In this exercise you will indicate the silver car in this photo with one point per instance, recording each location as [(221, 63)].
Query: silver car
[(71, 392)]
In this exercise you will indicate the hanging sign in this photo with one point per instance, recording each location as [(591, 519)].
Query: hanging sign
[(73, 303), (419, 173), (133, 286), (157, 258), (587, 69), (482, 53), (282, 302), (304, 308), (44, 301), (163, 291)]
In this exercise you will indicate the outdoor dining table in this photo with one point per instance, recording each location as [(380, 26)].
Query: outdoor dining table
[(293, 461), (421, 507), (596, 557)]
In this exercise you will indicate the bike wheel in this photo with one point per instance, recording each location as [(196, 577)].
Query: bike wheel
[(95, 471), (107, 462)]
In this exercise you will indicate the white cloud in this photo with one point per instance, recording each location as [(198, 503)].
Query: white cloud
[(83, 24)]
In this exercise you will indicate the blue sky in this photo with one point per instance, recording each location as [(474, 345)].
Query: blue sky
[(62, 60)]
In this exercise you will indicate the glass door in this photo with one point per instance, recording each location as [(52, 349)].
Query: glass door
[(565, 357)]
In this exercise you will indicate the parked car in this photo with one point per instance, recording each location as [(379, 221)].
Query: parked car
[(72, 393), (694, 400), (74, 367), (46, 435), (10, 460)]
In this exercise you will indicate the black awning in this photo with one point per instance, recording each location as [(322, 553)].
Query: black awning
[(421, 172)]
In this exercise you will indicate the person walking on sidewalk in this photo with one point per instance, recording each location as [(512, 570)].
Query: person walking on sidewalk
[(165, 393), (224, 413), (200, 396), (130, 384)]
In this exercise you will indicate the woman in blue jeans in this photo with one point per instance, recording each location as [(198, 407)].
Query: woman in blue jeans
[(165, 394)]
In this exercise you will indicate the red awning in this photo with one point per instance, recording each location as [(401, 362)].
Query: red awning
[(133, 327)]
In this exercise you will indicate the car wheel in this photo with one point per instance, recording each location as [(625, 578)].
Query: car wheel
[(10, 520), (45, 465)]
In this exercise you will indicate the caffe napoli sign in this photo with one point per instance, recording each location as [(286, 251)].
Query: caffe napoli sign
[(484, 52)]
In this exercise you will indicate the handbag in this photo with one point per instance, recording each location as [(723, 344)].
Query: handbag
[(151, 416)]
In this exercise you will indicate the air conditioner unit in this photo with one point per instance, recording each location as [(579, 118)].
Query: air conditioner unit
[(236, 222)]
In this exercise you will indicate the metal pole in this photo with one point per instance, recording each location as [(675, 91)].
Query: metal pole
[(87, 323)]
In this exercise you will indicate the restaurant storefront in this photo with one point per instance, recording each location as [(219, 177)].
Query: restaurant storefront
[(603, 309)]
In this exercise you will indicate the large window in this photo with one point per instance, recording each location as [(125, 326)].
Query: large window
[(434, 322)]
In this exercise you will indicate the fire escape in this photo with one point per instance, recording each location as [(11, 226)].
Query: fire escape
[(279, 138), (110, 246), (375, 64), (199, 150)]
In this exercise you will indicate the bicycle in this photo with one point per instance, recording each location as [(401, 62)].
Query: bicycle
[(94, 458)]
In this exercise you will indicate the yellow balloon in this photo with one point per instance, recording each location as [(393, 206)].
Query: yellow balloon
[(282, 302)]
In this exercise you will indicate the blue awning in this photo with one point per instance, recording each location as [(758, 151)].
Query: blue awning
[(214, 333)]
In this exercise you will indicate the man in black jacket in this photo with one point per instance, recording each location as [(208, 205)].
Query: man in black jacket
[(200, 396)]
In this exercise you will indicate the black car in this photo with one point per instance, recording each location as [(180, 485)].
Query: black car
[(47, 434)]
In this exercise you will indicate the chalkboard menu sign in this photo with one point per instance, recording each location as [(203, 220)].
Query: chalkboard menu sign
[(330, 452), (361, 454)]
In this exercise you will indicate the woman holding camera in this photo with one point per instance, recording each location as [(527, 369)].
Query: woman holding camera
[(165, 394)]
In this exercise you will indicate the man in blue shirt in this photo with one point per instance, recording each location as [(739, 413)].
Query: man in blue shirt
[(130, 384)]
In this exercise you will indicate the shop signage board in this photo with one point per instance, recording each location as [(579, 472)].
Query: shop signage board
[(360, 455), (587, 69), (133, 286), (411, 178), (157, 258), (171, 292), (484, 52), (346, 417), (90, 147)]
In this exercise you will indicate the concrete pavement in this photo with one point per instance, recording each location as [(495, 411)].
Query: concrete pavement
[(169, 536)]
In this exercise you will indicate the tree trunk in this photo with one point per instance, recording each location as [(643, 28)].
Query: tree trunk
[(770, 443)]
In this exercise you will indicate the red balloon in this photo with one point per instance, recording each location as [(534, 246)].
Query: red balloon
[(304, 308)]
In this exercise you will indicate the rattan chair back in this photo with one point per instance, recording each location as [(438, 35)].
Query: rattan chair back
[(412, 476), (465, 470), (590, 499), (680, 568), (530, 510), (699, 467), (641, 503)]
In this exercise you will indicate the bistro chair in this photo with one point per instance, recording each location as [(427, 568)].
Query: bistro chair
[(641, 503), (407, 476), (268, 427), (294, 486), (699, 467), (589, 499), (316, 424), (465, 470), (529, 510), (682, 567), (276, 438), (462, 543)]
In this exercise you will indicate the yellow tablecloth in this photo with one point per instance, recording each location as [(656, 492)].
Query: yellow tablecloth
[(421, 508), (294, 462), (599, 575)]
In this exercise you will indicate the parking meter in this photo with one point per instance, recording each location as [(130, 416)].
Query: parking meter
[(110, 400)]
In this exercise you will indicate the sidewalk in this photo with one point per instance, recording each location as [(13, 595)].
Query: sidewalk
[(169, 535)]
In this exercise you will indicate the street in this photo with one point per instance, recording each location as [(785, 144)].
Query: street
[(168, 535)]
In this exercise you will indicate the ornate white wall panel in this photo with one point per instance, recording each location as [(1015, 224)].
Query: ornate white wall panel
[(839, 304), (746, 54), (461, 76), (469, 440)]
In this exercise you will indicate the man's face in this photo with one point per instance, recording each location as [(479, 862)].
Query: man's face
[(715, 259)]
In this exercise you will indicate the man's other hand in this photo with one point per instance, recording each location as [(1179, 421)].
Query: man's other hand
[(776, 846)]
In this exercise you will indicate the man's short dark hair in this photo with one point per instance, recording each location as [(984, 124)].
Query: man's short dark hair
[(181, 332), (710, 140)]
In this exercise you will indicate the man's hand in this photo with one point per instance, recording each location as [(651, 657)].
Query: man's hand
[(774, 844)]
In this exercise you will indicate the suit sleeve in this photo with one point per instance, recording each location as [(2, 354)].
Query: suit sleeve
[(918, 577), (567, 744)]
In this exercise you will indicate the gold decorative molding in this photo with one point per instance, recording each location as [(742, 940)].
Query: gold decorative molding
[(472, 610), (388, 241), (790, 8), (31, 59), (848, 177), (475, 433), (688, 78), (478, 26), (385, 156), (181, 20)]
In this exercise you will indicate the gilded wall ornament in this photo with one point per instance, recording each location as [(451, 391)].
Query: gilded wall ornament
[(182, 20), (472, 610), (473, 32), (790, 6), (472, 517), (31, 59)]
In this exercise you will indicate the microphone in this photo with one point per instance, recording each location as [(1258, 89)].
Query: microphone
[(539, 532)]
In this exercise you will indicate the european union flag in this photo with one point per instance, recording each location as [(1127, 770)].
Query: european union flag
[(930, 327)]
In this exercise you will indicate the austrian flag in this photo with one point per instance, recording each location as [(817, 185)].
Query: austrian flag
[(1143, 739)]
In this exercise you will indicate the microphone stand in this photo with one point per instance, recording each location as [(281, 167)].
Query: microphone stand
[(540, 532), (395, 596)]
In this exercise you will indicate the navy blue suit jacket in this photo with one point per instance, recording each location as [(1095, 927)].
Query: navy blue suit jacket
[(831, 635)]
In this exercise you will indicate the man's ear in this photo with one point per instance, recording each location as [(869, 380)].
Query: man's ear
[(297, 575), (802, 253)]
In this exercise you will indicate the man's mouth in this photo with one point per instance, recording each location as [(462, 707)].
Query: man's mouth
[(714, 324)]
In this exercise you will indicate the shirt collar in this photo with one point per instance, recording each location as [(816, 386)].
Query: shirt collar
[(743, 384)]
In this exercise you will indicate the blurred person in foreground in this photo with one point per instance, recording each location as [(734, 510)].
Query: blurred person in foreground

* * * *

Reproduce exactly the line containing "In this exercise you will indicate the austrian" and every line after it through the end of the records above, and nothing else.

In this exercise you will indicate the austrian flag in this photo with one point per instance, recording each location as [(817, 185)].
Query: austrian flag
[(1143, 739)]
In this exercise you will indicate the microphone stand in this photo with one point per instance, recording each location as [(281, 167)].
Query: microphone stand
[(540, 532), (395, 596)]
In this exercise you will indicate the navy blue suit jacket in this photo with one point per instance, recording each location as [(1095, 927)].
Query: navy blue suit jacket
[(831, 635)]
In this exercise you will indicate the man's ear in this photo with one point per instance, recording each location as [(869, 380)].
Query: man's ear
[(297, 575), (802, 253)]
In this exercise you will indicate the man's mouth in this photo with one point per instance, recording each location as [(462, 707)].
Query: man's mouth
[(714, 324)]
In this exercise you will indicate the shirt collar in this photo with one point per instance, recording each location as [(816, 386)].
Query: shirt collar
[(743, 384)]
In this exercise you will indicate the blurred person in foreground in this photo with one point per instance, recording each location as [(734, 510)].
Query: blurred person in foreground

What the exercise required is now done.